# Données enregistrées:
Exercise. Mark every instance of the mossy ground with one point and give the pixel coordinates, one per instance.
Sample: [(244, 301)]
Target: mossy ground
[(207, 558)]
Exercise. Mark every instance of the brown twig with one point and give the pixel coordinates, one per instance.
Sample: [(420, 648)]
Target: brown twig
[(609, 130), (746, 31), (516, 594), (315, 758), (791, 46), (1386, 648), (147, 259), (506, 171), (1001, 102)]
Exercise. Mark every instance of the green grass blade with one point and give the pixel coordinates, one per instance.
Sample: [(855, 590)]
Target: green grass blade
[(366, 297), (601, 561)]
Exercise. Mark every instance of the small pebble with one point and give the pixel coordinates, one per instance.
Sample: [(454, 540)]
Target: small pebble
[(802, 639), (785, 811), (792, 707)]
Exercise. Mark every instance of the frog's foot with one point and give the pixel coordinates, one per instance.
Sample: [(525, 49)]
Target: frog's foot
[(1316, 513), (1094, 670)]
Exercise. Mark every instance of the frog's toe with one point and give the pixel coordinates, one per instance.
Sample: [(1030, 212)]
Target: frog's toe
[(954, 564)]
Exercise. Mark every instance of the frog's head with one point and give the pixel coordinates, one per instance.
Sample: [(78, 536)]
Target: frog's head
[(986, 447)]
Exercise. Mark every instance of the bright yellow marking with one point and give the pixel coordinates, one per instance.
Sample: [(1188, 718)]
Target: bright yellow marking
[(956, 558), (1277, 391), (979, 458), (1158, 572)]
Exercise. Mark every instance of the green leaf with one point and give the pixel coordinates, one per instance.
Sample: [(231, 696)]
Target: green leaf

* * *

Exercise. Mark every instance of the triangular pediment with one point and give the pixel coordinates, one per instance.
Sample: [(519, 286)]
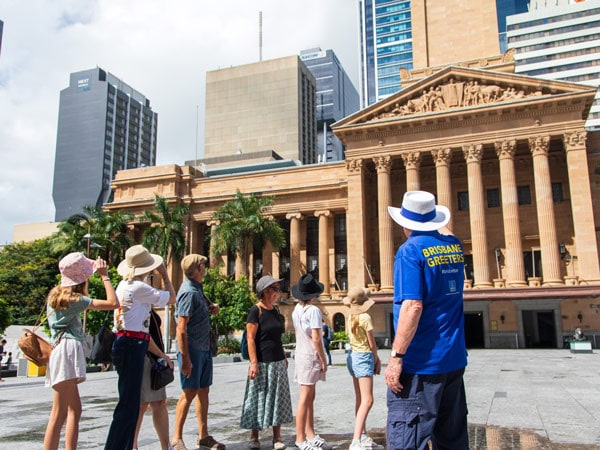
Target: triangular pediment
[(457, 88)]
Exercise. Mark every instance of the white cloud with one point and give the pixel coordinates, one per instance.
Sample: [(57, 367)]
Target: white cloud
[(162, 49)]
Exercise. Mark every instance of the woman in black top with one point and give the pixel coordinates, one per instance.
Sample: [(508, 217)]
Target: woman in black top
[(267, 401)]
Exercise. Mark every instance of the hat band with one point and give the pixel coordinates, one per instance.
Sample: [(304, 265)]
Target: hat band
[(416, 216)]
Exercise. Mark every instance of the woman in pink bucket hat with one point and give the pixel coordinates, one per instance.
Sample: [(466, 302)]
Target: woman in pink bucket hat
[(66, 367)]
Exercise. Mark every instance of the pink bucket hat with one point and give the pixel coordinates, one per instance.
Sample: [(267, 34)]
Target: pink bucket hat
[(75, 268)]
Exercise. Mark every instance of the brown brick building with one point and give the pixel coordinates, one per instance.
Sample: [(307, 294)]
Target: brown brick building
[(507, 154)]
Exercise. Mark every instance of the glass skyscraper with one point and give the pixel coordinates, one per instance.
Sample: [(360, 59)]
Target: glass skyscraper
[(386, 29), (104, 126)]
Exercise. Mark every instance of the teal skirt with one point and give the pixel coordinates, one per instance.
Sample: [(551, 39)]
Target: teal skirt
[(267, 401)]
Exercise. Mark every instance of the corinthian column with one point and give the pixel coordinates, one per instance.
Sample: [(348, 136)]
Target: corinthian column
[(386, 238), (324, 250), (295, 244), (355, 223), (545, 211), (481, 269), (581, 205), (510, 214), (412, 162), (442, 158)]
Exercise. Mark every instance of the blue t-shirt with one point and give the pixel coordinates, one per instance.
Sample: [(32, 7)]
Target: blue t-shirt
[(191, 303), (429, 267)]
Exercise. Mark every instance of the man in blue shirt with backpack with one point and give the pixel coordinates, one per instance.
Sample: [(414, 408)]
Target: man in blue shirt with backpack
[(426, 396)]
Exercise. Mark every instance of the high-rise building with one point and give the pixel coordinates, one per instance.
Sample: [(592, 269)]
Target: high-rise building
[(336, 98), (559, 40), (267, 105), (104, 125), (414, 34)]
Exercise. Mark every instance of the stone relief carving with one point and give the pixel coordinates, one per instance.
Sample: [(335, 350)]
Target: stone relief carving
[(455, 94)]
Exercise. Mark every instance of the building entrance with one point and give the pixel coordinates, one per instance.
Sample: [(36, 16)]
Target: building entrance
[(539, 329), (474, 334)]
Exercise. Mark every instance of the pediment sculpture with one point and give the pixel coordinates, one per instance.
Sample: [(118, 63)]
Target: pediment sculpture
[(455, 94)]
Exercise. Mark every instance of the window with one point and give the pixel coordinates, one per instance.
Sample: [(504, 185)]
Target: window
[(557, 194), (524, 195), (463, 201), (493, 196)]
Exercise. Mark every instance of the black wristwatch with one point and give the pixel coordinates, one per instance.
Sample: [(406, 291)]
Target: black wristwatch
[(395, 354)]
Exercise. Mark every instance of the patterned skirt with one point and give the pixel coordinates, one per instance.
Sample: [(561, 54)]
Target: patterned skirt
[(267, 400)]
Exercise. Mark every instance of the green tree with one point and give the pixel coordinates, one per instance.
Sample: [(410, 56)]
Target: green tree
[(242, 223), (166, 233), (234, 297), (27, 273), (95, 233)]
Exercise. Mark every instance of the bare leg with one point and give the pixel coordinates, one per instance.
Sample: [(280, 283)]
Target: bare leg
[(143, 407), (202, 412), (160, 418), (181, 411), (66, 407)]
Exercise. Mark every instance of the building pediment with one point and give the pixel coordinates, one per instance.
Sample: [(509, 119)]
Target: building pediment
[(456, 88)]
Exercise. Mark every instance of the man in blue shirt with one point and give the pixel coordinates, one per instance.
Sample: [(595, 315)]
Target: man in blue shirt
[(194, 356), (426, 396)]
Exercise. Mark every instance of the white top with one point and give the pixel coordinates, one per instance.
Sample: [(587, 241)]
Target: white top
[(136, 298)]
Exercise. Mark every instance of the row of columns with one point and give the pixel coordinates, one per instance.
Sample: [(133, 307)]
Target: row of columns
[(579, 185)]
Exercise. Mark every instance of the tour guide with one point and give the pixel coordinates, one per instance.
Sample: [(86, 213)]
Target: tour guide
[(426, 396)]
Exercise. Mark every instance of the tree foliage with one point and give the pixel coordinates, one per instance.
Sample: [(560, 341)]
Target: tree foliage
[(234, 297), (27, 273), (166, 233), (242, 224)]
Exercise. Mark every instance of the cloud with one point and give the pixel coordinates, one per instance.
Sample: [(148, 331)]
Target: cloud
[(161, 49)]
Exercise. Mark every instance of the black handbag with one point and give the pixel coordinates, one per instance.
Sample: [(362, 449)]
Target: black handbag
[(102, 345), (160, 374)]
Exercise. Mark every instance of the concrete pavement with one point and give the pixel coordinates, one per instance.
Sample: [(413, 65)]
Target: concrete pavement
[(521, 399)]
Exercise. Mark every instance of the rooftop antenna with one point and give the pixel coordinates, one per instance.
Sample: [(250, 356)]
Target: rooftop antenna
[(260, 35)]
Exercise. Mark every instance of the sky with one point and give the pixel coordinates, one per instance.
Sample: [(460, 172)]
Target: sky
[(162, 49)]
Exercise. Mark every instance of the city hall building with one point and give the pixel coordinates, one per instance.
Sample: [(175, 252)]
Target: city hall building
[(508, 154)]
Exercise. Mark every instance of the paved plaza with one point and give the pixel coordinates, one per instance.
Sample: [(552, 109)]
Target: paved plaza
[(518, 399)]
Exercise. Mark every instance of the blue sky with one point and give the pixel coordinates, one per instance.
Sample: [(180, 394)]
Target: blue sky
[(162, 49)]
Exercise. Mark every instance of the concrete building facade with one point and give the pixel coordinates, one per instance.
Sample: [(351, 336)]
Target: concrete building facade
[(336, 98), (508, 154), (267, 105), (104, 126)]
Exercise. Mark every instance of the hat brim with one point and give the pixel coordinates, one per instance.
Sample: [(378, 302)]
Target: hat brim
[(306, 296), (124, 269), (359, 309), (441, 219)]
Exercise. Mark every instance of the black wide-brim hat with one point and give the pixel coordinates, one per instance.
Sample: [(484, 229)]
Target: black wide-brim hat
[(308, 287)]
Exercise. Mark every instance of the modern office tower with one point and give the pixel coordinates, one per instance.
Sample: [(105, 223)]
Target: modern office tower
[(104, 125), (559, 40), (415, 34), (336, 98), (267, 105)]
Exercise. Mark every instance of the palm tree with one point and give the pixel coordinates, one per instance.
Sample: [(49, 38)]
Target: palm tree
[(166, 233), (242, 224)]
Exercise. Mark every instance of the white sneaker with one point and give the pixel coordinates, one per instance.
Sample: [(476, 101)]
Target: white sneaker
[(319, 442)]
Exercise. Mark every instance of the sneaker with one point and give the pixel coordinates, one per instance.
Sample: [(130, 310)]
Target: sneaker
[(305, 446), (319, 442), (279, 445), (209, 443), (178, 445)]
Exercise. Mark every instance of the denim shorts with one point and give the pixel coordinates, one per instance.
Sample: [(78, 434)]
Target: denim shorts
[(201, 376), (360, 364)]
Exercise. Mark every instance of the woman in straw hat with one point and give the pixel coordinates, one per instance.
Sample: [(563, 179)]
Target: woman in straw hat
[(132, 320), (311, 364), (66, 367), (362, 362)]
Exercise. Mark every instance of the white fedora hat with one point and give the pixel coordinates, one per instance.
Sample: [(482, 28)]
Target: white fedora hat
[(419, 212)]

* * *

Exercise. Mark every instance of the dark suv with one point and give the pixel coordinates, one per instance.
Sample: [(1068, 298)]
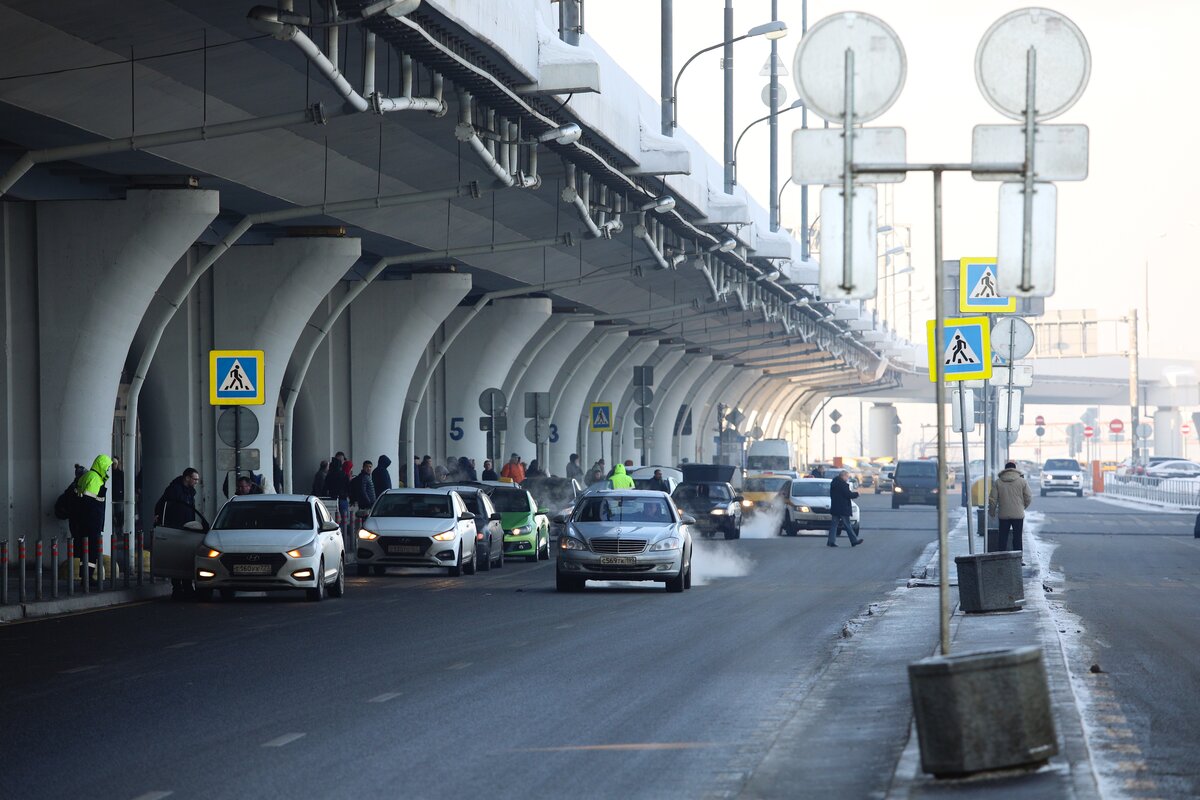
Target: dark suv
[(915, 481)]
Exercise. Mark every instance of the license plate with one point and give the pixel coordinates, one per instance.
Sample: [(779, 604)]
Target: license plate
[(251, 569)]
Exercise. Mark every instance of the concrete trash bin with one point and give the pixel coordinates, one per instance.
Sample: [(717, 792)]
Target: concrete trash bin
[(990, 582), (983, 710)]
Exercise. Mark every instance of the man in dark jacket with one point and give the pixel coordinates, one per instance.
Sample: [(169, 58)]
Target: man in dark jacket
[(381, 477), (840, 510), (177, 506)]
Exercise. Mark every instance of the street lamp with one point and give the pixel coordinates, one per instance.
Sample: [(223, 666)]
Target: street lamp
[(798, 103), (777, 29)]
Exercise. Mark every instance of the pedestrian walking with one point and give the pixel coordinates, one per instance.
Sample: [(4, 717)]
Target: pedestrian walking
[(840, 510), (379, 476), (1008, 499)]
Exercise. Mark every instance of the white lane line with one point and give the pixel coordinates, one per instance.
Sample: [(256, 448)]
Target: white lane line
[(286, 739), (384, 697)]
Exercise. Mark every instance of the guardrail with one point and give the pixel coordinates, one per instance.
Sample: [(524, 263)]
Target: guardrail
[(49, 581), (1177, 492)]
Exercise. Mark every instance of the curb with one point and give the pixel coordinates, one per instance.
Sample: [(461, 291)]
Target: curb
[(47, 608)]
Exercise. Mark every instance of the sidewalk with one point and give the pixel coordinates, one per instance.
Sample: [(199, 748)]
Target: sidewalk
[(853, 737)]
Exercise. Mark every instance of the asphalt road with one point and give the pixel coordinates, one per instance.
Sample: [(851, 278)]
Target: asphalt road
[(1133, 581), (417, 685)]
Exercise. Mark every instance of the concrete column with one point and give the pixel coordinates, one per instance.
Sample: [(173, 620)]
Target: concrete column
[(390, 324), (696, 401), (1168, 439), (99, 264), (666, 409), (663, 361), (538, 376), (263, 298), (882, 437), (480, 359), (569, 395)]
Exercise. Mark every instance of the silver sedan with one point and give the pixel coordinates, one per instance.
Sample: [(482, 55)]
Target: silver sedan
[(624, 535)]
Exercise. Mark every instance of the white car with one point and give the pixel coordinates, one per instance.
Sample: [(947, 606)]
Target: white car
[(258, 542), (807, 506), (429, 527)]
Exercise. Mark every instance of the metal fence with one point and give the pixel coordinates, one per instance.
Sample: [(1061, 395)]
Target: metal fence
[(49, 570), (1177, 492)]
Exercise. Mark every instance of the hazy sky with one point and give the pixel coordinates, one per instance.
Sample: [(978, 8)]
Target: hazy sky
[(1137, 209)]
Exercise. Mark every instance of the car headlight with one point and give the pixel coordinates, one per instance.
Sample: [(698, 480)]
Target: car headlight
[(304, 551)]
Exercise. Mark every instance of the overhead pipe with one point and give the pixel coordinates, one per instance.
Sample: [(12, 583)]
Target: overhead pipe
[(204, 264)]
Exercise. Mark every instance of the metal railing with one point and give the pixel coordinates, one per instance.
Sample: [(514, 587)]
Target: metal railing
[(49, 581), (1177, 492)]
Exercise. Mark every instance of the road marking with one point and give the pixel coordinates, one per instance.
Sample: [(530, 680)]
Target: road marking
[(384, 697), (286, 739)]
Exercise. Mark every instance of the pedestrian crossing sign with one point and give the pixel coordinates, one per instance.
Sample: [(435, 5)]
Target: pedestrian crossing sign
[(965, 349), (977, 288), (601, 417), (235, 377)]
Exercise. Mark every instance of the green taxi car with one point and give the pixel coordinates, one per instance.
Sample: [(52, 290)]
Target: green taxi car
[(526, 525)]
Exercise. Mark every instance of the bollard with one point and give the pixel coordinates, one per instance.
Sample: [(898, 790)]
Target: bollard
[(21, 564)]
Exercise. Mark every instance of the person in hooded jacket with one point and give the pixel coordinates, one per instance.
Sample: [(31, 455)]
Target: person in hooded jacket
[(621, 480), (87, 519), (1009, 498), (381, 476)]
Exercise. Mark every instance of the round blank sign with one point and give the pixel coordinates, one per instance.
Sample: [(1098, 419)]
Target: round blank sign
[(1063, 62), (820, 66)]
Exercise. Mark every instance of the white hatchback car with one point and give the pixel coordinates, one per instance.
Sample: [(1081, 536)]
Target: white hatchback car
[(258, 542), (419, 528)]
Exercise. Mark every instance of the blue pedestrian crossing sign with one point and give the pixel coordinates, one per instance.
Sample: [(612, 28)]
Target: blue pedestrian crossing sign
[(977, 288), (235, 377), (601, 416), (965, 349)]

# Objectif visé:
Présentez sous forme de liste JSON de chaînes, une chaîne par ligne et sans les lignes vides, les lignes du matériel qui partent de celle contenant "Exercise. Mark every instance of the mossy" et s'arrêtent à celle contenant "[(366, 297), (601, 561)]", ces deux lignes comprises.

# Réponse rédigée:
[
  "Exercise. Mark every instance of the mossy ground with one point and give the pixel coordinates, one per instance.",
  "Sample: [(244, 301)]",
  "Target: mossy ground",
  "[(207, 558)]",
  "Exercise. Mark every instance of the brown twig with one point and give the pixel coordinates, one per instance.",
  "Sample: [(420, 648)]",
  "Target: brown twig",
  "[(609, 130), (746, 31), (516, 594), (315, 758), (791, 46), (1386, 648), (147, 259), (506, 171), (1001, 102)]",
  "Exercise. Mark every instance of the green grass blade with one point and give the pixel coordinates, one per instance.",
  "Sample: [(855, 590)]",
  "Target: green grass blade",
  "[(366, 297), (601, 561)]"
]